● **Excerpted text**:
- - - - -

According to one section in the consent judgment ("Property Settlement"), Harbaugh obtained a 1988 Oldsmobile automobile and the personal property (excluding certain major appliances) within the marital home in exchange for the termination of her rights to the marital home, a restaurant, and two family businesses.

Another part of the consent judgment ("Alimony or Spousal Support") required Harbaugh's former husband to pay her a total of $48,500.00 in alimony. A sum of $2,000.00 became due within a period of fourteen days from the entry of the consent judgment, with the balance to be paid in weekly installments of $117.00. According to the terms of this consent judgment, these payments are to continue for a total of 399 weeks (or approximately seven and one-half years from the date of the judgment). It was their intention that these payments would be deducted from the income of Harbaugh's husband and included in her income for purposes of federal and state taxation. No further conditions were placed upon the alimony right by the state court.

Approximately one year after the divorce (August 26, 1999), Harbaugh filed for bankruptcy under Chapter Seven of the United States Bankruptcy Code. At that time, Harbaugh's husband owed approximately $42,000.00 to her under the terms of the consent judgment. In Harbaugh's petition, she claimed that her right to receive alimony was exempt from the bankruptcy estate pursuant to 11 U.S.C. § 522(d)(10)(D). On October 27, 1999, the Trustee objected and sought a hearing on the issue.

During the evidentiary hearing on December 8, 1999, Harbaugh testified that, at the time of the divorce, she wanted half of the value of the family's property interests. However, fearing that she would receive nothing, Harbaugh accepted an offer of $48,500.00, which would be payable to her as alimony. (Tr. at 33:14-:24.) On September 10, 2000, she executed a deed to her former husband, and, in so doing, relinquished all of her interest in the marital house (Tr. 57:03-:16.) Harbaugh also admitted that the alimony grant was not modifiable for any reason, even if she received some sizable windfall from another source. (Tr. at 35:08-36:12.) Nonetheless, it is her contention that she has needed the money in order to support herself and her children.

- - - - -

● **Work to complete**:
**1.** Summarize the excerpt on Harbaugh's divorce and bankruptcy in two sentences.
**2.** List every dollar amount stated in the excerpt on Harbaugh's divorce and bankruptcy, with what each amount refers to.
The entries after this point are not needed for any task.

- - - - -

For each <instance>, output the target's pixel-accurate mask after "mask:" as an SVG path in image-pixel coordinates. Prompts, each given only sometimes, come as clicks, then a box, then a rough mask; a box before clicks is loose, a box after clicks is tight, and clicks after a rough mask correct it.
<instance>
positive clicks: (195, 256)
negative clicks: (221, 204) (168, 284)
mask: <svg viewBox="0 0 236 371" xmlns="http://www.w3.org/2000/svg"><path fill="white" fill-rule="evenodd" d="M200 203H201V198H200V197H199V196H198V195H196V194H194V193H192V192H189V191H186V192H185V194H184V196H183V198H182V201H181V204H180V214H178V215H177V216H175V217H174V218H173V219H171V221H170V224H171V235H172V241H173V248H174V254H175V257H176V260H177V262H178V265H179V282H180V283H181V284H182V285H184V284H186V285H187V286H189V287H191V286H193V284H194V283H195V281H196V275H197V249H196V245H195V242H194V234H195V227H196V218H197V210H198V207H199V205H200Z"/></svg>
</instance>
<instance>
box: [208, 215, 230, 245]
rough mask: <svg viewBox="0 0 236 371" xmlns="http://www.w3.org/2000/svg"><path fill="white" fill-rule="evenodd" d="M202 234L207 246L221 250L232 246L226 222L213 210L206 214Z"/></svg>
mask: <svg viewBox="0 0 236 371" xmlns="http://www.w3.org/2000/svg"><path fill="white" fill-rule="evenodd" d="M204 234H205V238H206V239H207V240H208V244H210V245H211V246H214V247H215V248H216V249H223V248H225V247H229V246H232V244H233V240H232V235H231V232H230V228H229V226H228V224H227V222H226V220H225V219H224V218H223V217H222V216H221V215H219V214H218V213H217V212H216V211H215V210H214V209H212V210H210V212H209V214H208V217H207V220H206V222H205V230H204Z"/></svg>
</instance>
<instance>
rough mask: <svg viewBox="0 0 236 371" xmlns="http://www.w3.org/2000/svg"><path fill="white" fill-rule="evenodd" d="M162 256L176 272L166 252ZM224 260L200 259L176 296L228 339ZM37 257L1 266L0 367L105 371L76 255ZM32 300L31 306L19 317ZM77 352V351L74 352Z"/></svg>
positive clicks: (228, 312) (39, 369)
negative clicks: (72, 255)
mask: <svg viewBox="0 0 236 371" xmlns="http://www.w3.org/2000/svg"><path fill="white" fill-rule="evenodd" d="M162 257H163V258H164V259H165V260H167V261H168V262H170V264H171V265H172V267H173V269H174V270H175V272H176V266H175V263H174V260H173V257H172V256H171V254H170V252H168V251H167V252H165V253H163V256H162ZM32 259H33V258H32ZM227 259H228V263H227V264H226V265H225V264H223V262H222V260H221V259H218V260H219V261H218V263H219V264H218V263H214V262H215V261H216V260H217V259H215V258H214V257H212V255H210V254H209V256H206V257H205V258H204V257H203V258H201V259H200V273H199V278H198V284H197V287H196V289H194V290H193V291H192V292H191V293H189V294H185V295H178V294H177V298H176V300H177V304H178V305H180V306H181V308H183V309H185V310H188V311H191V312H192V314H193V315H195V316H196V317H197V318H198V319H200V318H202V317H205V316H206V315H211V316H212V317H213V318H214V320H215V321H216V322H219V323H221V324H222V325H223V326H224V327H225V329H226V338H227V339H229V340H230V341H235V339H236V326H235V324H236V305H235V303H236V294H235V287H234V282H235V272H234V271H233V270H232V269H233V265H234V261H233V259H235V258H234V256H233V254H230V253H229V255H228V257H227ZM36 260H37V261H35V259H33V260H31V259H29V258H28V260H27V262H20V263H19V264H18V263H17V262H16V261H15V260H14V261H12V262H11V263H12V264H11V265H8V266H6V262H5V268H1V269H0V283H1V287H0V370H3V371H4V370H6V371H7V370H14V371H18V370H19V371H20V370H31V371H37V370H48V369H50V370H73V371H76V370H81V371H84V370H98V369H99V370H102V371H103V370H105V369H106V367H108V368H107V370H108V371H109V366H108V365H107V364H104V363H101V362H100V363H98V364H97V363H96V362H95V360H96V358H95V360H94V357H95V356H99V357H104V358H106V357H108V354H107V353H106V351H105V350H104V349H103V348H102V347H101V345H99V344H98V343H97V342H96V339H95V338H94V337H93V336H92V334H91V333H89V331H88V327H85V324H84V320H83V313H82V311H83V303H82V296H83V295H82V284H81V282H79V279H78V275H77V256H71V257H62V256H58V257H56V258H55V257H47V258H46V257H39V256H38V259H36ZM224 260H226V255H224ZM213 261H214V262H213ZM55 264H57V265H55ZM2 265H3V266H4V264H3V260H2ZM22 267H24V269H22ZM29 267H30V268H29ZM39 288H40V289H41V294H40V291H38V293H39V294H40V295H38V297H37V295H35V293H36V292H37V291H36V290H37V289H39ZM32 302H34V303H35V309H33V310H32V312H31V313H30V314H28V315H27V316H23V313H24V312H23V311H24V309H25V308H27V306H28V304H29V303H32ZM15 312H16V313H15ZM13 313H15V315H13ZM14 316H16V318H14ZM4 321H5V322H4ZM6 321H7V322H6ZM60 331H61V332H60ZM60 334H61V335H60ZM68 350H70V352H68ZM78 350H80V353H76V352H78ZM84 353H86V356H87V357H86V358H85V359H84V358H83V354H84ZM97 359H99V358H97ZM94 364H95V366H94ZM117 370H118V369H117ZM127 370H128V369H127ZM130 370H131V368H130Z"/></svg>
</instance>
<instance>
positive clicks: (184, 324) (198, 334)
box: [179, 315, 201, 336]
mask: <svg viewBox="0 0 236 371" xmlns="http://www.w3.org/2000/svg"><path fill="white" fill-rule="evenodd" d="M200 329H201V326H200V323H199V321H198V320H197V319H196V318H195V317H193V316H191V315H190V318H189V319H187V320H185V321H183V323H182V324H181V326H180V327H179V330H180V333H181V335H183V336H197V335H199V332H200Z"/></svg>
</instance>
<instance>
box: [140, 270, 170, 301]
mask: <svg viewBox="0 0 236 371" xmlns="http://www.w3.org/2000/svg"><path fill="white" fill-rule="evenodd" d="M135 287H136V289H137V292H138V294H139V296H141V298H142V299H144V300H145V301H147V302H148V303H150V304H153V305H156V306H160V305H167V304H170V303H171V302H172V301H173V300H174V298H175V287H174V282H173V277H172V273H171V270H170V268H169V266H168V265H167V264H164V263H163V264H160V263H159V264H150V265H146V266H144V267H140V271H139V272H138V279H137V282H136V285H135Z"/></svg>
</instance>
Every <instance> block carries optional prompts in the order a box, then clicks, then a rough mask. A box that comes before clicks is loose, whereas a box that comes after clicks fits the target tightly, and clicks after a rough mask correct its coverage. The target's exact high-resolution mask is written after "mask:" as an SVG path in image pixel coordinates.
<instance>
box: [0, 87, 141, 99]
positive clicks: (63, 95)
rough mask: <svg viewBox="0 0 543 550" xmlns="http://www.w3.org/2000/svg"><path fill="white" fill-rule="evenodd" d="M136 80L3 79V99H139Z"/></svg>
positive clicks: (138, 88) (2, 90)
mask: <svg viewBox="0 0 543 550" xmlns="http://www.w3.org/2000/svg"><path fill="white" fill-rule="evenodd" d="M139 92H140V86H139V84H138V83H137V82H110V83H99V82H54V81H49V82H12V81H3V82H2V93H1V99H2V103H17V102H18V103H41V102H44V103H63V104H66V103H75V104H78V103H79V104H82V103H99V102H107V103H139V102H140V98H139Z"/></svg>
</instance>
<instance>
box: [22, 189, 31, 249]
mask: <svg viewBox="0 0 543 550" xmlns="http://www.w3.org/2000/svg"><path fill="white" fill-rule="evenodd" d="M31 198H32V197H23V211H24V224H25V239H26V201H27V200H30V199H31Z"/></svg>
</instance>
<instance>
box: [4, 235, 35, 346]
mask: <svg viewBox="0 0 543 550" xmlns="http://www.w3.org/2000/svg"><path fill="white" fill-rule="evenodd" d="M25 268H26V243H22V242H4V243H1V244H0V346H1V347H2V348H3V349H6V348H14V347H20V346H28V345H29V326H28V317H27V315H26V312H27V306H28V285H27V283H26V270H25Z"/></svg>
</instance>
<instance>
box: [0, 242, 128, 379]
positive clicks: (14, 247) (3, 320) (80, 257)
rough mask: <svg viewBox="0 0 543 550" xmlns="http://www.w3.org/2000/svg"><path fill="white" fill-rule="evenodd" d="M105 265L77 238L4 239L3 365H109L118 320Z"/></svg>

- - - - -

● **Expected outputs**:
**1.** Under a consent judgment, Harbaugh obtained a 1988 Oldsmobile and personal property from the marital home in exchange for her rights to the home, a restaurant, and two family businesses, and her former husband was required to pay her $48,500.00 in alimony over 399 weeks. About a year after the divorce she filed for Chapter Seven bankruptcy and claimed her alimony right as exempt, the Trustee objected, and at the hearing she testified that she had accepted the alimony offer for fear of receiving nothing.

**2.**
- $48,500.00: the total alimony her former husband was to pay her
- $2,000.00: the sum due within fourteen days of the entry of the consent judgment
- $117.00: the weekly installment for the balance
- $42,000.00: the approximate amount her former husband owed her when she filed for bankruptcy